"""

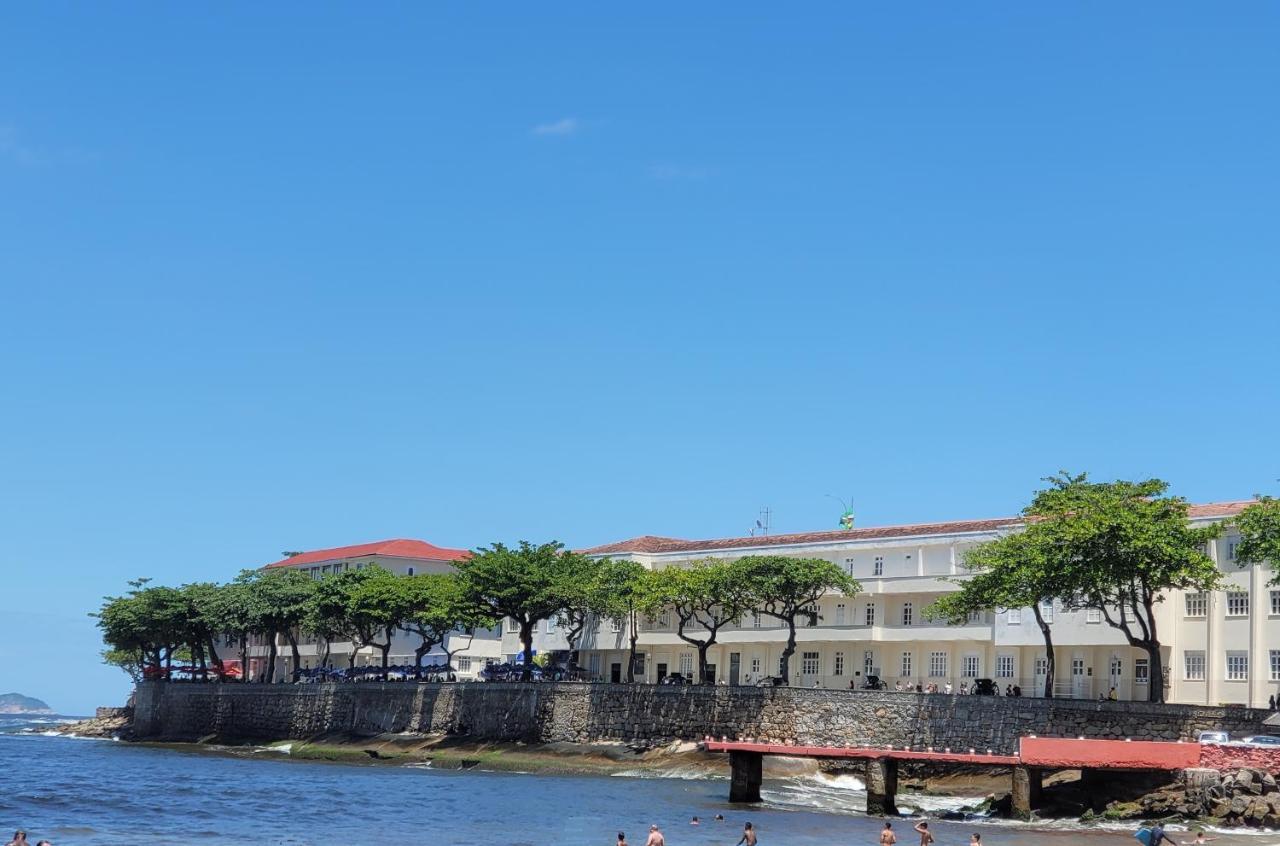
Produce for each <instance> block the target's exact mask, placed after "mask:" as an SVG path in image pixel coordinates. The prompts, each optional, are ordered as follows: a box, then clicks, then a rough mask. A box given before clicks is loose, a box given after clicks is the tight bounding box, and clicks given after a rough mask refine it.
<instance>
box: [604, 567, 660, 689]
mask: <svg viewBox="0 0 1280 846" xmlns="http://www.w3.org/2000/svg"><path fill="white" fill-rule="evenodd" d="M659 599H660V596H659V594H658V593H657V591H655V590H654V585H653V573H652V571H649V570H646V568H645V566H644V564H641V563H639V562H636V561H628V559H625V558H623V559H612V558H605V559H603V561H602V562H600V567H599V572H596V576H595V581H594V584H593V585H591V591H590V599H589V600H588V607H590V608H591V609H593V611H594V612H595V614H596V617H598V618H599V617H607V618H611V619H617V621H620V622H622V623H623V625H625V626H626V627H627V641H628V655H627V683H628V685H630V683H634V682H635V680H636V639H637V637H639V635H640V617H643V616H650V614H653V613H655V612H657V611H658V609H659V607H660V605H659Z"/></svg>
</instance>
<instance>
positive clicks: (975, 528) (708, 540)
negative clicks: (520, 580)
mask: <svg viewBox="0 0 1280 846" xmlns="http://www.w3.org/2000/svg"><path fill="white" fill-rule="evenodd" d="M1252 502H1253V500H1252V499H1240V500H1235V502H1216V503H1207V504H1203V506H1190V508H1189V509H1188V516H1190V517H1192V518H1206V517H1231V516H1234V515H1238V513H1240V511H1243V509H1244V508H1245V507H1247V506H1249V504H1251V503H1252ZM1021 520H1023V518H1021V517H996V518H993V520H957V521H951V522H941V523H909V525H904V526H872V527H867V529H835V530H829V531H805V532H797V534H791V535H768V536H763V538H719V539H714V540H681V539H678V538H657V536H654V535H644V536H640V538H632V539H631V540H620V541H618V543H614V544H604V545H603V547H591V548H590V549H581V550H579V552H581V553H584V554H588V555H604V554H613V553H681V552H717V550H721V549H746V548H755V547H785V545H788V544H820V543H835V541H840V540H883V539H890V538H922V536H928V535H956V534H964V532H975V531H997V530H1000V529H1006V527H1009V526H1016V525H1018V523H1020V522H1021Z"/></svg>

"""

• _What is needed_: Scan the entries above and return each line that holds "instance".

• _Your solution_:
Produce for each <instance> block the target's exact mask, placed after "mask:" as an SVG path in image pixel coordinates. The prompts, each optional, are ordered as follows: a box, then clicks, then a rough mask. A box given before clicks is loose, a box given after clicks is the tight bounding box, and clicks given after a rough mask refine it.
<instance>
</instance>
<instance>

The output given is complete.